• **Work to complete**:
Pick up the aquarium forum discussion about skipping water changes at the point where it ends, and keep writing it.

• **Quoted passage**:
Have ran FWs and FOs for up to 6 years continuous, my currrent reef for about 2 now.
You speak of a long drawn out death for a tank with water changes, but I say that is exactly what you are proposing by having a closed system.
just for the record I stated that things will not be corrected with water changes alone. That does no mean a long drawn out death. But it can hide underlying problems. In my 55g I think the low calcium many have been delayed for a year or two. And the results of my solution were readily visable because I was not changing out the water.
I could be wrong, I mean refugiums weren't really accepted at first by the everyday hobbyist, yet today that is what more and more people are using. But they still do water changes.
This method of yours, if you are being honest in the condition of your tank, may even work for you as in a small way it makes sense to a degree. However, i think it is dangerous to post for someone new to the hobby unless you do a few things:
1. give us a complete list of your tank equipment
2. Tell us your exact readings/parameters and their swings
3. tell us your bio load-anything living as fish, invert, coral
4. tell us what plants you use
5. how old the tank is
6. your weekly/bi-weekly routine as far as replacement of water, feeding and what kind of food
anything else to help us understant the complete bio cycle. To say i have some plants and i dont do water changes is not convincing me, and not to have updated pictures on a constant basis to prove your method scares me.
the complete bio cycle will never be fully understood. but here is my tanks
fw:
tank
sand
water
plants
fish
lights.
4 years currently one 8 years with 6 years in one location. about a dozen tank over the years.
no testing of any parameters.
reef
55g
3" silica/quartz HD play sand ($3/50#)

[Stored entries]

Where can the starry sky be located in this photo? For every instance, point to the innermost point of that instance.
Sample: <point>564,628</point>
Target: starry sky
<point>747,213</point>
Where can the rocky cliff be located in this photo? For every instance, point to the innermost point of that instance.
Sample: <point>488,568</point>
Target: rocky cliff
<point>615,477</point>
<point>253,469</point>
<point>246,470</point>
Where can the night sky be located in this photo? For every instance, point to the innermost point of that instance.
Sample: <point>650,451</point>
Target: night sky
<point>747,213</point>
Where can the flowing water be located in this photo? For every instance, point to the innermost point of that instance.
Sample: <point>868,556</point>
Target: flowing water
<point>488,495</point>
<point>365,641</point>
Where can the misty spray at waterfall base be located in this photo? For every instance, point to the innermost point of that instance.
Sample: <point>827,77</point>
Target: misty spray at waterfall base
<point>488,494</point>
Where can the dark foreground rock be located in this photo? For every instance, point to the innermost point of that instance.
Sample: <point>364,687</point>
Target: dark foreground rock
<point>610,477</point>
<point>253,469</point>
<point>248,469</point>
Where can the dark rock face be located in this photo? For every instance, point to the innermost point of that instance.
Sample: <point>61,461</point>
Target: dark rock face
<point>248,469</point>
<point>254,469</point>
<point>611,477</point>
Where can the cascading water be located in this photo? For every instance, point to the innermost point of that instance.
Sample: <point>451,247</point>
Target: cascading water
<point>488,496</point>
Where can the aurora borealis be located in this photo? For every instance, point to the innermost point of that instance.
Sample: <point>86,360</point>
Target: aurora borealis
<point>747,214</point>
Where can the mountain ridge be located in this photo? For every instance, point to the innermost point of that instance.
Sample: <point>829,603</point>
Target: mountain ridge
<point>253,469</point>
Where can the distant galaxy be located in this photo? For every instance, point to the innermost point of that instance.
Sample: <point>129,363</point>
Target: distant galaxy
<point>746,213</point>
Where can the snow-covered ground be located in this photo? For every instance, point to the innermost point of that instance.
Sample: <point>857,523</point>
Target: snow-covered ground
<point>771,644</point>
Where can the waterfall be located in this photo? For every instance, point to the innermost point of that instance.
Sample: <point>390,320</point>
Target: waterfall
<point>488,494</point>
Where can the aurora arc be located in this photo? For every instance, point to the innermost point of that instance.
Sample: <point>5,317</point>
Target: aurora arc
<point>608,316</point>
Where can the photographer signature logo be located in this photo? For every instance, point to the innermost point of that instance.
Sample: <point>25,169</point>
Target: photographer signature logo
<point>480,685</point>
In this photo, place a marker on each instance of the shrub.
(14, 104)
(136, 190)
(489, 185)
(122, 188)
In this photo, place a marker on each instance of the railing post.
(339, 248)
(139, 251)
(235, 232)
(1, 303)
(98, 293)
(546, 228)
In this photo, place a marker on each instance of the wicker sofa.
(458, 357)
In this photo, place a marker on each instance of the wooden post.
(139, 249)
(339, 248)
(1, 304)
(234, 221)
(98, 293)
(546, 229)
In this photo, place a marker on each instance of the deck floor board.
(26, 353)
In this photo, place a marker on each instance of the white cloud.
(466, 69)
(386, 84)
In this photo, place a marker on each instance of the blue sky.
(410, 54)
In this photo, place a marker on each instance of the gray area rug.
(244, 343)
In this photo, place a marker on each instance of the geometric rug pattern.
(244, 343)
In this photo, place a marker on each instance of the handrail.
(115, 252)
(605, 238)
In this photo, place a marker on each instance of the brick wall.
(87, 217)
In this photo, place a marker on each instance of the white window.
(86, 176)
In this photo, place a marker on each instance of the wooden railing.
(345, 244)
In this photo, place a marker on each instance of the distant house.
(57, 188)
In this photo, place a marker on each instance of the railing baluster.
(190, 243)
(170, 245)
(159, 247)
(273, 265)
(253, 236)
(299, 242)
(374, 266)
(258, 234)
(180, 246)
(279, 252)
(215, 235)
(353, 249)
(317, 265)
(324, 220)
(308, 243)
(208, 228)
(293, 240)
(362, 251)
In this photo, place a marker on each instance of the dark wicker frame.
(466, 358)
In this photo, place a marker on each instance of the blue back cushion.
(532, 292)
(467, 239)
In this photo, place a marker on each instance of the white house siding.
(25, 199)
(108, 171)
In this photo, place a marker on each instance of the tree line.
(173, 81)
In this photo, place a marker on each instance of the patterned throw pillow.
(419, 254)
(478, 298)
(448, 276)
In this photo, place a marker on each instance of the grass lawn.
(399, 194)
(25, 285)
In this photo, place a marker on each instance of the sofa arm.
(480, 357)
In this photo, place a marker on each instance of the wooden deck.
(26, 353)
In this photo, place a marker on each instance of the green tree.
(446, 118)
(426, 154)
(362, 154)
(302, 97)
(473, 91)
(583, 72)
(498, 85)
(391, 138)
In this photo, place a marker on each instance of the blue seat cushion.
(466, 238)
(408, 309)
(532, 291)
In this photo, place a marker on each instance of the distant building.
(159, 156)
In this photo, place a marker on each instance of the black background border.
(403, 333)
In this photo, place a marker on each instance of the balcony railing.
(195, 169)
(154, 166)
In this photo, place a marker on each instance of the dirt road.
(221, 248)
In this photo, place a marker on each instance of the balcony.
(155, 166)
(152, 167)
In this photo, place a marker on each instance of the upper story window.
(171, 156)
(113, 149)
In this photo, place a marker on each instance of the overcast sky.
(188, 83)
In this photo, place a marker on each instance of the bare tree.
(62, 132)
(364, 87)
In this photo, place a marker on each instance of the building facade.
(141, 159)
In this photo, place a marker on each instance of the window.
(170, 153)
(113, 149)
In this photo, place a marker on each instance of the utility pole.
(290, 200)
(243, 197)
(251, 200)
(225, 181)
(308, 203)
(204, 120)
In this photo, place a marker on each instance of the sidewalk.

• **Answer section**:
lava based base rock with one quarts geode
salt
tap water untreated from the cold faucet
external sump/refug 15g with 1" play sand and diy filter box with crushed oyster shells.
mag5 pump pumping 4' for external sump/refug
4'x2' egg crate 3" in front of back glass (in tank refug)
2 4' utility fixtures 2x overdriving 4 tubes (~55w each) tubes are 6500k ~2900 lumen t-8s
2 4' utility fistures 6" behind back glass pointing forward to light up the in tank refugium. 4100k 3300 lumen tubes.
lights are on x10 controller.
ammonia, nitrItes, nitrates undetectable
ca 400ppm (~385-425 but usually right on 400)
alk 2 meg/l (drops are calibrated to measure 1.5 then 2 the 2.5 etc)
mag 1100ppm.
ph 8.2-8.4 (purple on the aquarium pharm**** test kit) just before lights off
ph 7.8 (brown on the test kit) measured one time just before lights on.
I am using chaeto, caulerpa profilera and caulerpa racemose (grape), new halimeda and a ref fauchea sp.
I stopped weekly testing 2 months ago because nothing was changing. I did test calcium a week ago because I added several halimeda which consume calcium. Calcium still measured 400ppm.
in both snails and other cleaner crews came in on the plants and macros. So kinda a built in cleaner crew.